* THE DATA:
##########

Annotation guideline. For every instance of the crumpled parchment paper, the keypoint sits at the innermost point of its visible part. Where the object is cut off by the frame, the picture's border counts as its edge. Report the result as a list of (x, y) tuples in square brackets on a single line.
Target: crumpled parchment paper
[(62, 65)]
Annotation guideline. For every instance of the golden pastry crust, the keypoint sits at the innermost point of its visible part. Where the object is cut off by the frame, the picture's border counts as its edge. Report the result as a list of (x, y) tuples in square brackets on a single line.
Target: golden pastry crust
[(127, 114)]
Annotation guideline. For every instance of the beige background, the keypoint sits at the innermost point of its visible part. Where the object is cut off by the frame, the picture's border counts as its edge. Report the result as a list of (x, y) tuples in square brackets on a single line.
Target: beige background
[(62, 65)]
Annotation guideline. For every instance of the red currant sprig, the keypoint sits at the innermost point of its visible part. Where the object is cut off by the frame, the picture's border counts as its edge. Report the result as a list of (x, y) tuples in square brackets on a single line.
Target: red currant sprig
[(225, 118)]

##########

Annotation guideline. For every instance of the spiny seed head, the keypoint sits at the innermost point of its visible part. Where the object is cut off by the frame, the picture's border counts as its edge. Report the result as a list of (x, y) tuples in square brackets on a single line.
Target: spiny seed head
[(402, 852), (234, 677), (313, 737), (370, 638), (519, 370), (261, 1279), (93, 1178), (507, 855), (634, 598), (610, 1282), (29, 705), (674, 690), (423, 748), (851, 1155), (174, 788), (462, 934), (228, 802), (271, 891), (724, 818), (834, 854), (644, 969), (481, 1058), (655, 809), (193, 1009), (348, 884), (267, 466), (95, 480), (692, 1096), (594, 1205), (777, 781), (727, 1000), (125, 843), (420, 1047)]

##########

* GOAL OF THE EXERCISE: Reproduce everything from the line containing "Annotation guideline. For every instance of the golden" down to the line containing "[(225, 118)]" as a numbered list, both ends included and blank lines omitted.

* RESPONSE:
1. Annotation guideline. For every instance of the golden pastry crust, the keypoint sits at the innermost point of its visible part. Where the object is cut off by the frame, the picture's border counts as its edge. Report the result as a list of (x, y) tuples in square brackets on a single line.
2. Target: golden pastry crust
3. [(127, 114)]
4. Annotation guideline. For every instance of the beige background, the keypoint sits at the innermost point of its visible part. Where the object is cut off by the frame, the picture's border counts as its edge. Report the result as a list of (x, y) tuples in square brackets on a single line.
5. Target: beige background
6. [(62, 65)]
7. Annotation guideline. For every instance of the red currant sprig, the keypoint sits at the innermost point of its visible part. Where the object is cut off by the frame, the picture's border counts as its edge. Report the result as a list of (x, y) tuples in square brackets on a single line.
8. Target: red currant sprig
9. [(225, 118)]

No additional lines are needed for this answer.